___ Document excerpt ___

Confused and Frustrated

Confused and Frustrated

What a year it has been. What a life we live. What a world.

One of the things I am learning as an adult is how challenging it is to face the confusion of the world. I once thought it was supposed to get easier. That life made sense the older you got. As you obtained wisdom, you suffered less and accepted more. Maybe wisdom is learning how little you can control and how incessantly confusing and frustrating is the human experience.

While trying to make sense of the world, I have encountered two major epiphanies. These might be the two most important words in my life right now. They help navigate the confusion and frustration with honesty and hope. They help prevent me from going insane while also preventing me from going inactive.

 

Balance

The first is balance. There has been a lot of talk this year about the state of the world and how bad things are. “Nothing like this” has ever happened before.

But it has. The world has been wrought with prejudice and out-of-control circumstances since Cain and Abel. Diseases have plagued. Oppressors have oppressed. Tension has been high. Atrocities committed and contemplated. Wars. Passivity.

The world is a messed up place. Humans are complicated and there is always a dark side of us lurking around and making trouble. And perhaps there always will be.

So, what is the balance between hoping/expecting the world to change by eradicating evil and accepting reality as it is – making the most of the difficult circumstances presented? I don’t want to do nothing, to pretend it is all okay. But I don’t want to feel stuck in a quicksand of victim mentality, not able to live an abundant life until the circumstances get themselves in order.

I don’t know what the balance is, but I know the key is balance. Accountability and forgiveness. Patience and fervor. Grace and truth.

There is beauty in it all. And there is no right combination, no magic formula that will bring the world out of a state of chaos. It is a messed up world and will continue to be. I can’t change the world alone but I can change me.

Here is the thing about this terrible, no good, sick world we live in. It is also beautiful. There are people expressing peace and experiencing joy. There are sunsets and love. There is unity in the struggle. There is beauty in the mess. It has taken a lot this year for me to accept the coexistence in these two.

___

### Aim of the task:
Rewrite the paragraph of the essay on confusion and frustration that begins "Here is the thing about this terrible" in fewer words, keeping its main facts. The lines after this sentence are separate material, unrelated to the essay.

___ Data shown ___

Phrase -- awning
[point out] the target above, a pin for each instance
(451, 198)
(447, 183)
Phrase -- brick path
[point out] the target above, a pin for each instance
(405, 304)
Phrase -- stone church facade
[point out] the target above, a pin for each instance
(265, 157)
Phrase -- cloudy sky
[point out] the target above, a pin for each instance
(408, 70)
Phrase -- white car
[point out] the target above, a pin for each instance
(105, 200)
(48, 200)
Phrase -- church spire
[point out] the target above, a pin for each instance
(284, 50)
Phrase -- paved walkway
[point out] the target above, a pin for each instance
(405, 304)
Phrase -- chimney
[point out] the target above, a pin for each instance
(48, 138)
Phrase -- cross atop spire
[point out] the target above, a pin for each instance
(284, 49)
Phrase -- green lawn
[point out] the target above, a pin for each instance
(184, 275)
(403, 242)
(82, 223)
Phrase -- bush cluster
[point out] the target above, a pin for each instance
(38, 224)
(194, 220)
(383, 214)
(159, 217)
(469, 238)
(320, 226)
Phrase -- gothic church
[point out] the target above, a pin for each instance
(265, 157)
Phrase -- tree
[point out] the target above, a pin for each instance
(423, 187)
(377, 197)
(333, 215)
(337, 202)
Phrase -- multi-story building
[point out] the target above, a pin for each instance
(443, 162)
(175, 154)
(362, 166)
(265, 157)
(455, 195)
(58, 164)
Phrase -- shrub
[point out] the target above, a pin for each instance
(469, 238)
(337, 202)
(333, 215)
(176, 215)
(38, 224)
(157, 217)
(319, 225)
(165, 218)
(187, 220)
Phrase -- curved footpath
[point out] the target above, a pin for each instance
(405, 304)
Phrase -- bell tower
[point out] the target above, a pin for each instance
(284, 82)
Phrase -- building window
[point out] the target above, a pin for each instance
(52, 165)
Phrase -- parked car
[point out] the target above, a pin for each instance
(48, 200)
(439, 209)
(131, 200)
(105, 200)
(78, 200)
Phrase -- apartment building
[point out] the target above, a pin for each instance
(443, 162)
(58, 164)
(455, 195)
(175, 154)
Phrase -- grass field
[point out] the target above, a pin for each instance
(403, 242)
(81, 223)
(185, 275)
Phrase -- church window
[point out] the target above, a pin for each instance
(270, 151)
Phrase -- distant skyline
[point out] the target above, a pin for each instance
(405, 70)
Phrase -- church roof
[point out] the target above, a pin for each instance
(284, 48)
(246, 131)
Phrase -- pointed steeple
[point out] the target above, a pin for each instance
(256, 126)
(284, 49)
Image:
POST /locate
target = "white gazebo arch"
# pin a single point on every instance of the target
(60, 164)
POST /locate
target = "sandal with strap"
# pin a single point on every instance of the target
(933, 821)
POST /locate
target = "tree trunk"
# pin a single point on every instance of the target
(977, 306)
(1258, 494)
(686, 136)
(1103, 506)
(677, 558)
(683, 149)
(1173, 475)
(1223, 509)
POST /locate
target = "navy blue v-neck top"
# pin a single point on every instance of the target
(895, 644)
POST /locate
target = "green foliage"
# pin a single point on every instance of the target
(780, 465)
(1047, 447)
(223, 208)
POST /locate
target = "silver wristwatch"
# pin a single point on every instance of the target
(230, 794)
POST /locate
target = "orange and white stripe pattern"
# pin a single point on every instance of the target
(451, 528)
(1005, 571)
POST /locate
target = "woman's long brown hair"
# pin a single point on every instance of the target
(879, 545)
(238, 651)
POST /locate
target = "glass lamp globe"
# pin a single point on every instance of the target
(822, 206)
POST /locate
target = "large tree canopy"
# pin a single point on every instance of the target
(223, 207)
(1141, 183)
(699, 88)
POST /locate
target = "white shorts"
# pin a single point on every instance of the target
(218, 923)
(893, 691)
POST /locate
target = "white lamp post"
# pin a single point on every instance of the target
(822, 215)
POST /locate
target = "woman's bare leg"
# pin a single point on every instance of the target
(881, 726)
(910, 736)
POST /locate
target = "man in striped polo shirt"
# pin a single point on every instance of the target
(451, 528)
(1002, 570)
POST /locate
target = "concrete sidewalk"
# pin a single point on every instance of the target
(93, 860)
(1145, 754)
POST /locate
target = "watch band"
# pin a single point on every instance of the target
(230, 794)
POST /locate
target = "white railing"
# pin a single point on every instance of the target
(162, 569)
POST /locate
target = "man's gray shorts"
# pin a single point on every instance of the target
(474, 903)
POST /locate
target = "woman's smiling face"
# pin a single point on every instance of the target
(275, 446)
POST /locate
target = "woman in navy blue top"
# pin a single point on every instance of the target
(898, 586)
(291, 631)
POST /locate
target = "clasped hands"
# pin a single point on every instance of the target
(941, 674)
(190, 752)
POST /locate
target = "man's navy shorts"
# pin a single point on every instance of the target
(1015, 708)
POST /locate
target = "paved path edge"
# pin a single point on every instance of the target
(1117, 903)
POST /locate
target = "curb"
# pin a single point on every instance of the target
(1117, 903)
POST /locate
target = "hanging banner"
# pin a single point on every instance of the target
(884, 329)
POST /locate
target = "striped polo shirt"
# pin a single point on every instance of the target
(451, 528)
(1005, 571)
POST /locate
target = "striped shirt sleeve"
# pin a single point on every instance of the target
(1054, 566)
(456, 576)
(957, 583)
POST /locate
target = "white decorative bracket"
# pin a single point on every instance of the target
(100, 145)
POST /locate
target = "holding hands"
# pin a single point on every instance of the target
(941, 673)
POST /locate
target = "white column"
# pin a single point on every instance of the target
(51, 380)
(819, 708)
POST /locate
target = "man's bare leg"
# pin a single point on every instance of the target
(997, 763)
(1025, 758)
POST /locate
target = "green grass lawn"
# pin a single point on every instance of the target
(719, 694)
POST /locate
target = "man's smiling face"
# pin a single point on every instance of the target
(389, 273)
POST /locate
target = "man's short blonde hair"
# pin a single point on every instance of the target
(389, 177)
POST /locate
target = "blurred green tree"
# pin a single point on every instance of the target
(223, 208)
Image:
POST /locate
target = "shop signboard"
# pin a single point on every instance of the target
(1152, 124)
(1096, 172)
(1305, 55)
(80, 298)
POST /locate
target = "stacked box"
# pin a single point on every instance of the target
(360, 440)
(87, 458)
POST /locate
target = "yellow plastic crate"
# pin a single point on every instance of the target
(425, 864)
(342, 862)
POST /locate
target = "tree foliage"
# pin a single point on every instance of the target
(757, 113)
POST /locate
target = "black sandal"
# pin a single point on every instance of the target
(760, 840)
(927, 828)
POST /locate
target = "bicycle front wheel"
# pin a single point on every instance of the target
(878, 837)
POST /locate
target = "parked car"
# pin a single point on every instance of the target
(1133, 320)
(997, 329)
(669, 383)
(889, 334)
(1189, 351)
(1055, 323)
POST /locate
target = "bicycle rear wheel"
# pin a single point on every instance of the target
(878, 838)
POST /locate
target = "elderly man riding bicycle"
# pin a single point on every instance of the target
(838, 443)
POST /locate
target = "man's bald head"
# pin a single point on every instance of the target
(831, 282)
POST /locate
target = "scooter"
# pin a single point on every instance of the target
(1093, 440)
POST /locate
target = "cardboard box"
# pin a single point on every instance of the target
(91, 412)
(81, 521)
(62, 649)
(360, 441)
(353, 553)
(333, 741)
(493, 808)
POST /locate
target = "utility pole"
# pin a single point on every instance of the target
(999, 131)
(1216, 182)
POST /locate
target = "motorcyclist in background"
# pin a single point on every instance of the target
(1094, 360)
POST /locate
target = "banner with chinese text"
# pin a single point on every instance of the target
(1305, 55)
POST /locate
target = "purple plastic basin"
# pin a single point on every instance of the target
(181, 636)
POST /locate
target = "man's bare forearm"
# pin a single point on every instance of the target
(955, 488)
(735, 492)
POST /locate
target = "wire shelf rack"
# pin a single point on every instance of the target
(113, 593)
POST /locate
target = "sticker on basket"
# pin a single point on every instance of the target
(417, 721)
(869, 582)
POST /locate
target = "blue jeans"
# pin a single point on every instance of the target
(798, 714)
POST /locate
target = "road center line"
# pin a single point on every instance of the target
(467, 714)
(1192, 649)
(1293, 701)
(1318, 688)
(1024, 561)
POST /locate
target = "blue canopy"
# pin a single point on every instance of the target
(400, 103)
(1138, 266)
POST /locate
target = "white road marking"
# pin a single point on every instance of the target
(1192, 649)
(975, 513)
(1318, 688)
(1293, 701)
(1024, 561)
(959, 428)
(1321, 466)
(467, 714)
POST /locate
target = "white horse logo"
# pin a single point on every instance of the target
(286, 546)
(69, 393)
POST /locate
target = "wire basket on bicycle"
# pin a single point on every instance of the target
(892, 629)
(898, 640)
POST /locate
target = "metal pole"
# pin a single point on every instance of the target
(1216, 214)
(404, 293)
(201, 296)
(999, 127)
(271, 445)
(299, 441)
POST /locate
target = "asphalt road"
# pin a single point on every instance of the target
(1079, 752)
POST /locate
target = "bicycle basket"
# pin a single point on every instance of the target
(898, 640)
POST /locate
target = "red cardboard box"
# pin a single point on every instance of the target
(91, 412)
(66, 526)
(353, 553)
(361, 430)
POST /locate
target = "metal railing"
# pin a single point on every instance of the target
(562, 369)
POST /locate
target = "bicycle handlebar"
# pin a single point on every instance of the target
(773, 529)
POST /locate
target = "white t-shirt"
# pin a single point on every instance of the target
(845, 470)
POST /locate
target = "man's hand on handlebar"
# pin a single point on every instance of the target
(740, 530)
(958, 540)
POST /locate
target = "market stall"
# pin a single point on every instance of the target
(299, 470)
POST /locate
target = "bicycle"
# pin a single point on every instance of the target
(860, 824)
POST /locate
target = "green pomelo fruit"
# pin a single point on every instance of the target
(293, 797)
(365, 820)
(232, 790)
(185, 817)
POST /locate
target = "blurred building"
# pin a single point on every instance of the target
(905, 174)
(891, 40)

___

### Solution to this task:
This terrible, sick world is also beautiful: people express peace and find joy, there are sunsets and love, unity in struggle, and beauty in the mess. Accepting that both exist together has taken a lot this year.